■ **Task**
Can you sum up the excerpt on melanoma care across the UK in two sentences?

■ **Excerpt provided**
====
Ending the postcode lottery
The care delivered to melanoma patients varies hugely across the UK, says Imogen. "Here in the UK, the system works around specialist centres of excellence and if you're lucky enough to live in the catchment area of one, then your experience is very different from someone at a local hospital. If you're not at a centre of excellence that specialises in melanoma, the oncologists will be generalists and cover all the cancers, so you may not get specific and up-to-date information. Patients are often told that there's no treatment for them but what that means is that there's no treatment for them at that specific Trust. They are not told that treatment might be available somewhere else on a clinical trial. Information is not being passed on in the way it should be and it is completely unacceptable that people have completely different survival outcomes based on where they live."
====
■ **Dataset content**
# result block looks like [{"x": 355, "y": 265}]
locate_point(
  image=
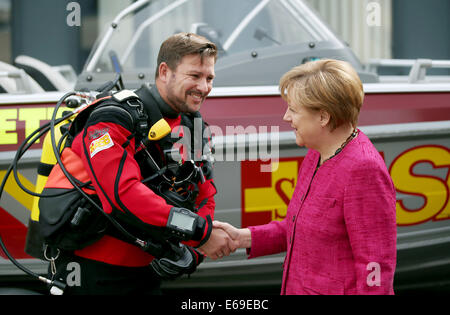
====
■ **Task solution**
According to Imogen, melanoma care varies hugely across the UK: patients in the catchment area of a specialist center of excellence have a very different experience from those at a local hospital, where generalist oncologists covering all cancers may not offer specific, up-to-date information. Patients are often told there is no treatment for them when that applies only to their Trust, and they are not told that treatment might be available elsewhere on a clinical trial, which Imogen calls completely unacceptable because survival outcomes then depend on where people live.